• COMPITO ASSEGNATO: Riscrivi tutti i record qui sotto sotto forma di elenco numerato, senza riportare le righe vuote.

• DATI FORNITI:
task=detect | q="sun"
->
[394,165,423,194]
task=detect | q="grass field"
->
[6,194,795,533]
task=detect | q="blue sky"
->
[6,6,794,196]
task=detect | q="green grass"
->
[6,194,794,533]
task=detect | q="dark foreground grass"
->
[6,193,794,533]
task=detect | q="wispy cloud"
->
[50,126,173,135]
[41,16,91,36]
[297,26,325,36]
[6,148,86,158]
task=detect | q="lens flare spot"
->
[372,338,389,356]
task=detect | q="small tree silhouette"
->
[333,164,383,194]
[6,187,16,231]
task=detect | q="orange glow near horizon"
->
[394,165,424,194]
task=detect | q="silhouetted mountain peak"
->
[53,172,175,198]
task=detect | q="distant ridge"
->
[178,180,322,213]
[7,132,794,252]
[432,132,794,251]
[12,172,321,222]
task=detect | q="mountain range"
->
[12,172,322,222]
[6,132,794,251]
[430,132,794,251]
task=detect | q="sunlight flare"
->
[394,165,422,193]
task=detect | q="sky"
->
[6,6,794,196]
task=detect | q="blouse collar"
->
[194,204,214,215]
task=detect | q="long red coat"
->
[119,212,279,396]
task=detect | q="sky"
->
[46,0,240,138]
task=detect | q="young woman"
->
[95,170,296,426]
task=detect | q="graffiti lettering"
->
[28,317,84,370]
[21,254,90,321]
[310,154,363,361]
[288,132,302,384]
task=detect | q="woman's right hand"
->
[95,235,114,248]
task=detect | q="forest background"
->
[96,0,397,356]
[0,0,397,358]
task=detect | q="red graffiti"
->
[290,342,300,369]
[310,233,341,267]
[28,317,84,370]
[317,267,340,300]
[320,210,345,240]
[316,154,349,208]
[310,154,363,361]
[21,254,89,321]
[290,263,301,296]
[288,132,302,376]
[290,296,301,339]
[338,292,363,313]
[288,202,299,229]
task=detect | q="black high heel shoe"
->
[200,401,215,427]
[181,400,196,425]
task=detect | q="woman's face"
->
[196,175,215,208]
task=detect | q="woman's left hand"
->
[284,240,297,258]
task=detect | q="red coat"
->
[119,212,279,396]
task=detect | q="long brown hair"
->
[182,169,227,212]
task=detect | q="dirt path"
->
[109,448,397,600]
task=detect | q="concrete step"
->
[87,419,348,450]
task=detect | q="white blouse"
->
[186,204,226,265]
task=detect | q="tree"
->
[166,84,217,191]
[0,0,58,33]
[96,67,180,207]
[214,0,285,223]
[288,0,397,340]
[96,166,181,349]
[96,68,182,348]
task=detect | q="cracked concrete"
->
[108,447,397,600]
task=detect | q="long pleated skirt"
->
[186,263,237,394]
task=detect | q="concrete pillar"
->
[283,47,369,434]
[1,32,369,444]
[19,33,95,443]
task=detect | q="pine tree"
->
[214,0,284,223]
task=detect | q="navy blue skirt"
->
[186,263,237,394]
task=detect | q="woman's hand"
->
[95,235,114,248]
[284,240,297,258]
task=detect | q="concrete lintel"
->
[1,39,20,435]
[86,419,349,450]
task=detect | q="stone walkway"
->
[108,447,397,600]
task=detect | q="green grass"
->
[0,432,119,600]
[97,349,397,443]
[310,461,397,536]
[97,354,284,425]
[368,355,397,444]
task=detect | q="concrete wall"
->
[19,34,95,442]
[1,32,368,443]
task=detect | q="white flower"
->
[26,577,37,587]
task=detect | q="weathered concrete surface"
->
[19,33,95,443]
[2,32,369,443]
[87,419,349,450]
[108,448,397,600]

• SOLUZIONE PROPOSTA:
1. task=detect | q="sun"
2. ->
3. [394,165,423,194]
4. task=detect | q="grass field"
5. ->
6. [6,194,795,533]
7. task=detect | q="blue sky"
8. ->
9. [6,6,794,196]
10. task=detect | q="green grass"
11. ->
12. [6,194,794,533]
13. task=detect | q="dark foreground grass"
14. ->
15. [6,193,794,533]
16. task=detect | q="wispy cloud"
17. ->
18. [50,126,173,135]
19. [41,16,91,36]
20. [297,26,325,36]
21. [6,148,86,158]
22. task=detect | q="lens flare spot"
23. ->
24. [372,338,389,356]
25. task=detect | q="small tree silhouette"
26. ->
27. [333,164,383,194]
28. [6,187,16,231]
29. task=detect | q="orange glow near horizon"
30. ->
31. [394,165,424,194]
32. task=detect | q="silhouetted mountain peak"
33. ->
34. [53,172,175,198]
35. task=detect | q="distant ridge"
36. ->
37. [178,180,322,213]
38. [7,132,794,252]
39. [432,132,794,251]
40. [12,172,321,222]
41. task=detect | q="mountain range"
42. ->
43. [12,172,322,222]
44. [6,132,794,251]
45. [430,132,794,251]
46. task=detect | q="sunlight flare"
47. ->
48. [394,165,422,193]
49. task=detect | q="sky"
50. ->
51. [6,6,794,196]
52. task=detect | q="blouse collar"
53. ->
54. [194,204,214,215]
55. task=detect | q="long red coat"
56. ->
57. [119,212,279,396]
58. task=detect | q="sky"
59. ->
60. [46,0,240,138]
61. task=detect | q="young woman"
62. ->
63. [95,170,296,426]
64. task=detect | q="graffiti lettering"
65. ->
66. [28,317,84,370]
67. [21,254,90,321]
68. [310,154,363,361]
69. [288,132,302,384]
70. task=detect | q="woman's right hand"
71. ->
72. [95,235,114,248]
73. task=detect | q="forest background"
74. ->
75. [96,0,397,356]
76. [0,0,397,358]
77. task=detect | q="red graffiti"
78. ->
79. [290,342,300,369]
80. [310,233,341,267]
81. [28,317,84,370]
82. [317,267,340,300]
83. [320,210,345,240]
84. [316,154,349,208]
85. [310,154,363,361]
86. [21,254,89,321]
87. [290,263,301,296]
88. [288,132,302,376]
89. [290,296,301,339]
90. [338,292,363,313]
91. [288,202,299,229]
92. task=detect | q="black high heel shoe"
93. ->
94. [200,401,215,427]
95. [181,400,196,425]
96. task=detect | q="woman's face"
97. ->
98. [196,175,215,208]
99. task=detect | q="woman's left hand"
100. ->
101. [284,240,297,258]
102. task=detect | q="red coat"
103. ->
104. [119,212,279,396]
105. task=detect | q="long brown hair"
106. ->
107. [182,169,227,212]
108. task=detect | q="dirt path"
109. ->
110. [109,448,397,600]
111. task=detect | q="concrete step"
112. ->
113. [87,419,348,450]
114. task=detect | q="white blouse"
115. ->
116. [186,204,226,265]
117. task=detect | q="tree"
118. ->
119. [166,84,217,191]
120. [0,0,58,33]
121. [96,67,180,207]
122. [214,0,285,223]
123. [288,0,397,340]
124. [96,166,181,349]
125. [96,68,182,348]
126. task=detect | q="cracked concrete"
127. ->
128. [108,447,397,600]
129. task=detect | q="long pleated skirt"
130. ->
131. [186,263,237,394]
132. task=detect | q="concrete pillar"
133. ->
134. [283,47,369,434]
135. [1,32,369,444]
136. [19,33,95,443]
137. task=detect | q="pine tree"
138. ->
139. [214,0,284,223]
140. task=detect | q="navy blue skirt"
141. ->
142. [186,263,237,394]
143. task=detect | q="woman's hand"
144. ->
145. [95,235,114,248]
146. [284,240,297,258]
147. task=detect | q="concrete lintel"
148. ->
149. [1,39,20,435]
150. [86,419,349,450]
151. task=detect | q="stone walkway"
152. ->
153. [108,447,397,600]
154. task=detect | q="green grass"
155. ->
156. [0,432,119,600]
157. [97,349,397,443]
158. [310,461,397,536]
159. [97,354,284,425]
160. [368,355,397,444]
161. task=detect | q="concrete wall"
162. ->
163. [19,34,95,442]
164. [1,32,368,443]
165. task=detect | q="white flower"
166. ->
167. [26,577,37,587]
168. task=detect | q="weathered concrete surface"
169. ->
170. [19,33,95,443]
171. [2,32,369,443]
172. [87,419,349,450]
173. [108,448,397,600]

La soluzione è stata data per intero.